(Requirement 1):
Answer these from the Sally Clark text:
(a) When did Sally Clark die, and at what age?
(b) What probability did Sir Roy Meadow give the jury for two cot deaths in one middle-class family?
(c) At what age did her second son die?
(Requirement 2): Copy the passage of the Sally Clark text starting with "Biography · Legal" and going on through "the Letby case.".

Skip to content

April 2026: Thirlwall Inquiry final report due after Easter · CCRC still reviewing 31+ independent expert reports · Shoo Lee Panel (Feb 2025): no medical evidence of deliberate harm.

Lucy Letby Facts

Biography · Legal history

Sally Clark

Solicitor from Cheshire. Wrongly convicted in November 1999 of the murder of her two infant sons on statistical and paediatric-pathology evidence that was later discredited. Acquitted on second appeal in January 2003. Died in March 2007 at the age of 42. Her case is the reference point for every subsequent UK statistical-evidence miscarriage-of-justice argument — including the one now before the CCRC in the Letby case.

Legal history
UK
Miscarriage of justice
Last updated
4 min read

Why her case matters for the Letby review

The Royal Statistical Society’s published framework on statistical evidence in criminal trials is a direct consequence of what went wrong in Sally Clark’s case. Every argument advanced by independent statisticians — Prof. Richard Gill, Prof. Peter Green, the triedbystats.com team — about the Letby shift-rota chart rests on that post-Clark framework. The framework exists because the same pattern of error the Clark jury accepted is the pattern of error the Letby jury was asked to accept.

The facts of her case

  • Solicitor from Cheshire. Her first son died at 11 weeks; her second at 8 weeks.
  • Convicted of both murders in November 1999.
  • Central statistical argument at trial: the paediatrician Sir Roy Meadow told the jury the probability of two cot deaths in one middle-class family was 1 in 73 million. He calculated this by squaring the probability of a single cot death.

(Data provided):
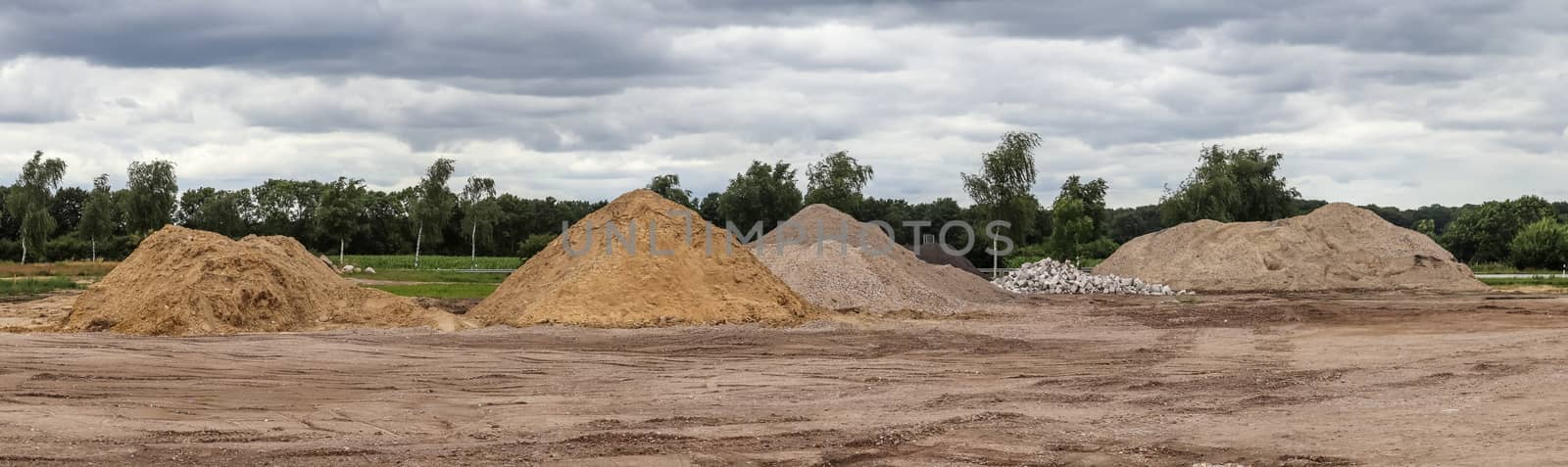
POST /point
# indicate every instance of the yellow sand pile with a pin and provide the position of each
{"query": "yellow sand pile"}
(187, 282)
(1338, 247)
(686, 281)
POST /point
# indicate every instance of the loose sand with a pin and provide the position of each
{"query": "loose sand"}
(1338, 247)
(932, 253)
(689, 281)
(867, 273)
(187, 282)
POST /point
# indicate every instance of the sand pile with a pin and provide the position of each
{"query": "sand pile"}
(1338, 247)
(869, 271)
(187, 282)
(687, 281)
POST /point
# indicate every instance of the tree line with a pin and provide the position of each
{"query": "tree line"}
(46, 221)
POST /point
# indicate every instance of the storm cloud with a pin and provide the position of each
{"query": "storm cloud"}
(1395, 102)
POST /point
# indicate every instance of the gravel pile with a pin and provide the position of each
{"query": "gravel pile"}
(1051, 276)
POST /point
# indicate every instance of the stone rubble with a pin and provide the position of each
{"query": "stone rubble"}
(1051, 276)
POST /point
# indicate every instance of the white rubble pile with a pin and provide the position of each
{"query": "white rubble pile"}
(1051, 276)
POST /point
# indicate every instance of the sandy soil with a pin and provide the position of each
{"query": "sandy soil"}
(1340, 380)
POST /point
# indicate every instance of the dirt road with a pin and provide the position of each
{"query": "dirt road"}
(1063, 381)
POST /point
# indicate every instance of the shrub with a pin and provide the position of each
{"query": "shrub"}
(1098, 250)
(1541, 245)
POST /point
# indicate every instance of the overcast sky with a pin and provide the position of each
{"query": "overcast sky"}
(1372, 102)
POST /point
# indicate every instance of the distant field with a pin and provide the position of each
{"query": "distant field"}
(1507, 282)
(1505, 268)
(35, 286)
(441, 290)
(431, 276)
(428, 262)
(63, 268)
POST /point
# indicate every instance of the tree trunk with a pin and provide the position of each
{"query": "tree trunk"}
(417, 239)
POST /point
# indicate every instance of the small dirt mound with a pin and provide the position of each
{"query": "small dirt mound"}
(190, 282)
(686, 281)
(933, 253)
(839, 262)
(1338, 247)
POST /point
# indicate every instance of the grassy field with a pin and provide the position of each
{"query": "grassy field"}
(35, 286)
(1505, 268)
(431, 276)
(383, 263)
(441, 290)
(63, 268)
(1559, 282)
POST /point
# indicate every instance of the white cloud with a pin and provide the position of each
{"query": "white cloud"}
(916, 96)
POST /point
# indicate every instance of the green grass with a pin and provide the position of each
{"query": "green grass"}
(62, 268)
(433, 276)
(35, 286)
(1560, 282)
(1507, 268)
(427, 262)
(441, 290)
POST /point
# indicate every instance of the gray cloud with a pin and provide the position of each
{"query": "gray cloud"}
(1372, 102)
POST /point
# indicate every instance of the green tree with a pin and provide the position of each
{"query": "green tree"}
(1078, 215)
(1427, 227)
(668, 185)
(762, 193)
(1231, 185)
(431, 203)
(478, 213)
(149, 195)
(838, 180)
(342, 210)
(98, 213)
(710, 209)
(1007, 174)
(1070, 227)
(289, 208)
(1123, 224)
(1542, 245)
(217, 210)
(67, 208)
(1094, 198)
(28, 200)
(1484, 232)
(533, 245)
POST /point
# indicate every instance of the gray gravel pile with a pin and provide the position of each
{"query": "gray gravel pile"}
(1051, 276)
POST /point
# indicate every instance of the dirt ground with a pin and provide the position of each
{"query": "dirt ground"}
(1288, 380)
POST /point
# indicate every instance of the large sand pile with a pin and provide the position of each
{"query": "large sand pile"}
(185, 282)
(1338, 247)
(869, 271)
(682, 284)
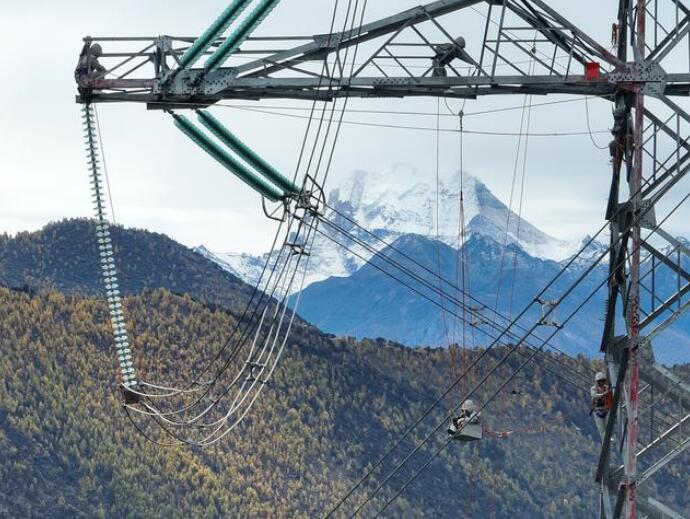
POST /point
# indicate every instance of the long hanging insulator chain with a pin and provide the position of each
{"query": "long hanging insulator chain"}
(105, 250)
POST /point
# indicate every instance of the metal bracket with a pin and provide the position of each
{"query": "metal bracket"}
(650, 74)
(647, 215)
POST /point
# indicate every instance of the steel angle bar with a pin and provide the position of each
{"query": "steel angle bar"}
(665, 460)
(670, 41)
(364, 33)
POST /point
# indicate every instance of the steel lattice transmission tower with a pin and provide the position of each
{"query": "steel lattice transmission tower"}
(418, 53)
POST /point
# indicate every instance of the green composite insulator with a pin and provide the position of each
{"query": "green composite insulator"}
(203, 42)
(231, 141)
(258, 184)
(238, 37)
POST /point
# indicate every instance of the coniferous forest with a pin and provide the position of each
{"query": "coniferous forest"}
(332, 409)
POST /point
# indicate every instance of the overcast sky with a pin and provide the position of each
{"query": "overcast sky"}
(162, 182)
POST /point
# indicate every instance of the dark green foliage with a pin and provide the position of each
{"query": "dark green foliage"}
(334, 406)
(64, 257)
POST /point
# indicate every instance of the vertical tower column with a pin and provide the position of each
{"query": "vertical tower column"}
(633, 310)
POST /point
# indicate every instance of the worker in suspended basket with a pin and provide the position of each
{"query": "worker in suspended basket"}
(88, 66)
(602, 401)
(468, 415)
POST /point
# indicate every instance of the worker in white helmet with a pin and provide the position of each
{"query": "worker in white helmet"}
(602, 401)
(468, 414)
(88, 66)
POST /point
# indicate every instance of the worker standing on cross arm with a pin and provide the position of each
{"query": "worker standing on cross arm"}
(602, 401)
(88, 66)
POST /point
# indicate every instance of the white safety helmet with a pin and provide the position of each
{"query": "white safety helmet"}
(468, 405)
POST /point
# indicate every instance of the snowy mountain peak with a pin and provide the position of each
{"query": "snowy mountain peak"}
(407, 202)
(401, 203)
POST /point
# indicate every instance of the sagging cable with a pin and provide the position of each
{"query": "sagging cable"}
(248, 155)
(106, 254)
(239, 36)
(210, 35)
(257, 183)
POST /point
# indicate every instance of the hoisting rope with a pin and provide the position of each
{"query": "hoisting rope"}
(105, 250)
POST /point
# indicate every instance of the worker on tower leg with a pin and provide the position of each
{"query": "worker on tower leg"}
(602, 401)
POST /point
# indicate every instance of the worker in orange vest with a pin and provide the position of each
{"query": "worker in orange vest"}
(602, 401)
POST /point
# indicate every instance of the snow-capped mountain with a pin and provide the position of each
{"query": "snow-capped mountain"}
(388, 206)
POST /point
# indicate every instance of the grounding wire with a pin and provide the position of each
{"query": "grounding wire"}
(489, 335)
(573, 372)
(432, 129)
(449, 283)
(255, 380)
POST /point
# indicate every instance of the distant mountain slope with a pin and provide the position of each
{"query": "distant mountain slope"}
(393, 205)
(66, 449)
(63, 257)
(370, 303)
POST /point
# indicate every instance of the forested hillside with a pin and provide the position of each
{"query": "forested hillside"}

(Task answer 1):
(a) She died in March 2007, at the age of 42.
(b) 1 in 73 million.
(c) At 8 weeks.

(Task answer 2):
Biography · Legal history

Sally Clark

Solicitor from Cheshire. Wrongly convicted in November 1999 of the murder of her two infant sons on statistical and paediatric-pathology evidence that was later discredited. Acquitted on second appeal in January 2003. Died in March 2007 at the age of 42. Her case is the reference point for every subsequent UK statistical-evidence miscarriage-of-justice argument — including the one now before the CCRC in the Letby case.